**INSTRUCTIONS FOR THE TASK**
In the Mulaqaat film article, why does Akthar disapprove of Jas? Explain in one to three sentences.

- Directed by: K. Ravi Shankar
- Produced by: Shanoo Mehra
- Starring: Vinay Anand Shivani Rathod Milind Gunaji Jackie Shroff Madhoo
- Music by: Vishal Bhardwaj
- Release date: 20 September 2002;
- Country: India
- Language: Hindi

= Mulaqaat =

2002 film by K. Ravi Shankar

Mulaqaat (English: 'Meeting') is a 2002 Indian Hindi-language film directed by K. Ravi Shankar and produced by Shanoo Mehra. It stars Jackie Shroff and Madhoo in pivotal roles.

== Plot ==
 Javed loves Archana very much and marries her. After marriage at evening park amusement Archana get attacked by goons and Javed and his friend Jas together fights them down but middle of fight after seeing javed get strangulated Jas stabs with a big rod but instead of the goon Javed gets the stab and dies. Grief struck Archana keeps weeping and finally wears widow dress and lives in memory of Javed. Jas is in love with shabnam but shabnam's brother akthar doesn't like as he sees Jas as the killer of Javed. Including shabnam father sidik accept Jas to marry shabnam after Archana also confronts. But akthar arranged marriage with a close friend of him and on the day of marriage shabnam refuse to give the acceptance of marriage during which Archana with Jas enters, but akthar still angry takes out a revolver and fires but Archana gets shot and Archana unites Jas with shabnam.

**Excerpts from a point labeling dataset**
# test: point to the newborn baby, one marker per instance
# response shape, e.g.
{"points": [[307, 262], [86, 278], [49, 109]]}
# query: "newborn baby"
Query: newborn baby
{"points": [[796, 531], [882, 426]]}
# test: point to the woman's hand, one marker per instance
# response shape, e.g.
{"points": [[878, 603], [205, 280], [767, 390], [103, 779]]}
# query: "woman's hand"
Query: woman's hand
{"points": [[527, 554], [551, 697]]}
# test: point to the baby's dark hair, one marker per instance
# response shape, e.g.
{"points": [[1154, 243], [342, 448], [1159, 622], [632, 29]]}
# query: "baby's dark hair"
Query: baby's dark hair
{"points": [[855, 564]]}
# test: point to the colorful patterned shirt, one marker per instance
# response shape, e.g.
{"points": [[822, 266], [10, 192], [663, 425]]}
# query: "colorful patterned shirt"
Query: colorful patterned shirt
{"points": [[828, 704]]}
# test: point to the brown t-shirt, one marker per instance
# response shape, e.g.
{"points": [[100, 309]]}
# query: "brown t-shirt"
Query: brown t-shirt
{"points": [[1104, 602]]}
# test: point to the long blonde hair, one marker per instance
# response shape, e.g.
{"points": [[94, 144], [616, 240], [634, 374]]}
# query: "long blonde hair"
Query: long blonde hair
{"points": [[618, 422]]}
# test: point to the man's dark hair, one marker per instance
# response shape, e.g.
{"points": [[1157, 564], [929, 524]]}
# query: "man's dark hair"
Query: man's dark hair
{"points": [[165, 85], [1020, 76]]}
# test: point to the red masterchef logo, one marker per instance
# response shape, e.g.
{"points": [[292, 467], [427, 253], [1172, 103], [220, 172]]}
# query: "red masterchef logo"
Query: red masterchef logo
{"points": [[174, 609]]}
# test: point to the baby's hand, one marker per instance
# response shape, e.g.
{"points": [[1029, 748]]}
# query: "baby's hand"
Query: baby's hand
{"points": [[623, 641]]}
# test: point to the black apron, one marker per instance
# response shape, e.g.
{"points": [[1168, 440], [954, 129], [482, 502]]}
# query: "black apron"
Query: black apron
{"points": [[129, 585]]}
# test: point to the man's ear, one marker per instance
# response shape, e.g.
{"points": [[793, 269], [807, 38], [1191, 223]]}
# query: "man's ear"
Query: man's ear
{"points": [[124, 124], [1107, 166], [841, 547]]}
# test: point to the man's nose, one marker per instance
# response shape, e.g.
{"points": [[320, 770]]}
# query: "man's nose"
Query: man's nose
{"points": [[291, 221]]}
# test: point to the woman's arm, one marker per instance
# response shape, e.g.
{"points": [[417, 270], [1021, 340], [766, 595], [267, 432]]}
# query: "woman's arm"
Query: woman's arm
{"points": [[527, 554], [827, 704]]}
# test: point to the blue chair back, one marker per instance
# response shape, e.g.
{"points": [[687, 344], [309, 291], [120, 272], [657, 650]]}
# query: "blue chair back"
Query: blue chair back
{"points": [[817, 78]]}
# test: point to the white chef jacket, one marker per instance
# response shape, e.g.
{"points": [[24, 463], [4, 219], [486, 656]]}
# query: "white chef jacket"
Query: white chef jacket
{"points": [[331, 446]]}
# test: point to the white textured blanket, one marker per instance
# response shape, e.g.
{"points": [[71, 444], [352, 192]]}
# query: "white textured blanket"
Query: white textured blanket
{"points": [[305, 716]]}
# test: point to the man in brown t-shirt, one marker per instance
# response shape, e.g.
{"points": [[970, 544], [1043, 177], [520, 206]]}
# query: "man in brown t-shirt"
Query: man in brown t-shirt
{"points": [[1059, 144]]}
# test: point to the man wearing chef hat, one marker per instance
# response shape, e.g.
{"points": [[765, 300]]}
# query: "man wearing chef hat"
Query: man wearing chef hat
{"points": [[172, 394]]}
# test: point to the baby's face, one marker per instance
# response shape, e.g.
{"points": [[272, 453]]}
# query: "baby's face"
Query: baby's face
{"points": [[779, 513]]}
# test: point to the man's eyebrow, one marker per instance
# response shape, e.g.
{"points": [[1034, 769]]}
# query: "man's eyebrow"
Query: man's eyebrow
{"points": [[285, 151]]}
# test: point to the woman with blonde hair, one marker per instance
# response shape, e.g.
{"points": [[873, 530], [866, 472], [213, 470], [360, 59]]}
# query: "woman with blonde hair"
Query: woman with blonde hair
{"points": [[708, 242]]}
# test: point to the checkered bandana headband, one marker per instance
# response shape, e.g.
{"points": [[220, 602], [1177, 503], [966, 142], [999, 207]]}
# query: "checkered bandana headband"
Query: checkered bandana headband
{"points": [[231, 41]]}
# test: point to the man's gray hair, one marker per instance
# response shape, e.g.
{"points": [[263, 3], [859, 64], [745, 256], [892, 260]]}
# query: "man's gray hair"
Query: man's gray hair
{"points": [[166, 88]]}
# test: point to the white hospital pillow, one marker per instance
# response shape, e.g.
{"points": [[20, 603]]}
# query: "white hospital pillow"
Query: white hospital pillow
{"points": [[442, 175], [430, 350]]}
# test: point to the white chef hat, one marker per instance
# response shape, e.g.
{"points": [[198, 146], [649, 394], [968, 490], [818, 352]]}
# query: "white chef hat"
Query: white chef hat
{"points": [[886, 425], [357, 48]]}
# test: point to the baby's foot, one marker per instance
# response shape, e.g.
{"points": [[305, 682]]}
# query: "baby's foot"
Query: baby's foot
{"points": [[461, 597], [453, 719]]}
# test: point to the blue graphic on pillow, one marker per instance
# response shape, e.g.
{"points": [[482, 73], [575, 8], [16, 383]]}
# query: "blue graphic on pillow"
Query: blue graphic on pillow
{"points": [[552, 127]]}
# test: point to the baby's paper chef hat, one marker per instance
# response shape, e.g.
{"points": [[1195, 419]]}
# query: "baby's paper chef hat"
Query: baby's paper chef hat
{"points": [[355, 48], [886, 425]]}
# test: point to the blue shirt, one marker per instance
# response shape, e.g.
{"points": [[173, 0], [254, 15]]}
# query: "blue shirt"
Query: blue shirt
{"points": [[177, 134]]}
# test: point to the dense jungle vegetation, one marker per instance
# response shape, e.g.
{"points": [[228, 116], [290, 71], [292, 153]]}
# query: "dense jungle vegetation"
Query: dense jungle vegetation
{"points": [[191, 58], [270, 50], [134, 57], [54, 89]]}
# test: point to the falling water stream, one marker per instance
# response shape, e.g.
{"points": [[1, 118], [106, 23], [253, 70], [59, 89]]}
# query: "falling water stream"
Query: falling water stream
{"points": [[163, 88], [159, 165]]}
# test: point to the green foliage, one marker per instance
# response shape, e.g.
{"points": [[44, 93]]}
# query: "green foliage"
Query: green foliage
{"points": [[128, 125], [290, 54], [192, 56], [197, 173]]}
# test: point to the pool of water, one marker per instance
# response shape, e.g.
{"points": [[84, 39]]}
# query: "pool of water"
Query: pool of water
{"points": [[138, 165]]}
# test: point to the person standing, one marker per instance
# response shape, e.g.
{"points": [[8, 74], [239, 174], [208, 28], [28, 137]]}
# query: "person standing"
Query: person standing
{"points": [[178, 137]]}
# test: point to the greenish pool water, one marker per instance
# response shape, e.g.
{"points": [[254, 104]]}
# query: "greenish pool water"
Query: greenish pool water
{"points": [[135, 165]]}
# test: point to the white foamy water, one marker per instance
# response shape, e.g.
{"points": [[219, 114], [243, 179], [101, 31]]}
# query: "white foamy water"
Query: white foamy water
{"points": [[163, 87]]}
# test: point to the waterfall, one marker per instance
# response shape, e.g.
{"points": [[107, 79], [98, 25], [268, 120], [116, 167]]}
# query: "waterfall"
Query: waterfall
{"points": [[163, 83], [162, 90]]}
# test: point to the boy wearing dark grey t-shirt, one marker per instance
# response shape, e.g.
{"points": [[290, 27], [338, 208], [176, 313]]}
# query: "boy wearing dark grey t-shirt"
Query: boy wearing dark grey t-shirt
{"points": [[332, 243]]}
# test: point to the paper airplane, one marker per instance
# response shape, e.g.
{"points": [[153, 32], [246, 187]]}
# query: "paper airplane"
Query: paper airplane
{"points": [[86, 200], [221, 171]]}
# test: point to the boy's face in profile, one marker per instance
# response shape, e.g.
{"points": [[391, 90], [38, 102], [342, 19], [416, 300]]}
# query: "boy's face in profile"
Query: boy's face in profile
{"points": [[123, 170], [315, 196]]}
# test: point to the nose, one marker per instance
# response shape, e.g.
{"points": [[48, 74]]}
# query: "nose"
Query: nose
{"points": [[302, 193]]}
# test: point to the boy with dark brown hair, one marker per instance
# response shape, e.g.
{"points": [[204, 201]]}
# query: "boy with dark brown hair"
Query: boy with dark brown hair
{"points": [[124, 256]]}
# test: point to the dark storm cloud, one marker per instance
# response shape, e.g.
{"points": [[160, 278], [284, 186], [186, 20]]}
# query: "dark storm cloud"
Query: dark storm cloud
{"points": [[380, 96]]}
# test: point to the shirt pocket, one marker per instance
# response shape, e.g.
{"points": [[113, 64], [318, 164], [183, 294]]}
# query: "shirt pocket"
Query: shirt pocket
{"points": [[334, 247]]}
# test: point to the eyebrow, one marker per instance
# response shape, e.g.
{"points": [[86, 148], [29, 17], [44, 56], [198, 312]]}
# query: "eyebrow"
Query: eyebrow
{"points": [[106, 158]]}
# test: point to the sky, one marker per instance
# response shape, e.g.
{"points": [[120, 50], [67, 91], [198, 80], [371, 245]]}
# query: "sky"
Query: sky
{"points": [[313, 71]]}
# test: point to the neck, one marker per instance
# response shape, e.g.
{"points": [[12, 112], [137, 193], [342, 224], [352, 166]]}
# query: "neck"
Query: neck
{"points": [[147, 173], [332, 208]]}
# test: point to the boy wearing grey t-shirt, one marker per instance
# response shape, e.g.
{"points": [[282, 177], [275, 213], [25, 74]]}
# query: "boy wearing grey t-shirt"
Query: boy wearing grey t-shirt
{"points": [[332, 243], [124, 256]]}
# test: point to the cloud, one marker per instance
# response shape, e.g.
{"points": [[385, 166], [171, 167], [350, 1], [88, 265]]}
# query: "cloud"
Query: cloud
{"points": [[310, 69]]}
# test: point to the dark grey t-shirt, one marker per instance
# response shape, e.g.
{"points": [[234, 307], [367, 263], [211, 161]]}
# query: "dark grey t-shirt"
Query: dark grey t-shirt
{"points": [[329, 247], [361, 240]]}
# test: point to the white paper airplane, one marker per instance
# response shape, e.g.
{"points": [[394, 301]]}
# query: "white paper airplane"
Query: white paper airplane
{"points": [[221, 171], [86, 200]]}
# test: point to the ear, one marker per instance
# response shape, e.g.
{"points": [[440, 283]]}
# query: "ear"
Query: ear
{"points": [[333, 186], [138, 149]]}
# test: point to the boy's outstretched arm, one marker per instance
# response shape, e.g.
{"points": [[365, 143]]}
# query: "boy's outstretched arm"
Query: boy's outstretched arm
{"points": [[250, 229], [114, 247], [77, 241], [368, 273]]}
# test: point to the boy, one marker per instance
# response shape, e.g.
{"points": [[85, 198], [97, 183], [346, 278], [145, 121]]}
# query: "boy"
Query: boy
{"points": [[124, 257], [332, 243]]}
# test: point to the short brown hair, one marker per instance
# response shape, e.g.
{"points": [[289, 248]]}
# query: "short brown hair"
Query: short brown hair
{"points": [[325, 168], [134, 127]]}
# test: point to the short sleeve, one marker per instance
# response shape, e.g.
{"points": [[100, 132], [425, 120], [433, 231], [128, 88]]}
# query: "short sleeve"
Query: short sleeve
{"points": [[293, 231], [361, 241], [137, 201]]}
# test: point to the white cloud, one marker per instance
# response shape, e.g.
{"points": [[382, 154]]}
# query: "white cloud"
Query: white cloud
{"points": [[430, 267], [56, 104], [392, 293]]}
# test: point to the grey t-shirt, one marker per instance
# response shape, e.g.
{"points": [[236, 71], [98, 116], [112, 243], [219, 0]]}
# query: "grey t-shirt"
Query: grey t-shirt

**EXERCISE RESULT**
Akthar disapproves of Jas because he sees Jas as Javed's killer. When Jas saw Javed being strangled during the fight with the goons, he stabbed with a big rod, but the stab struck Javed instead of the goon, and Javed died.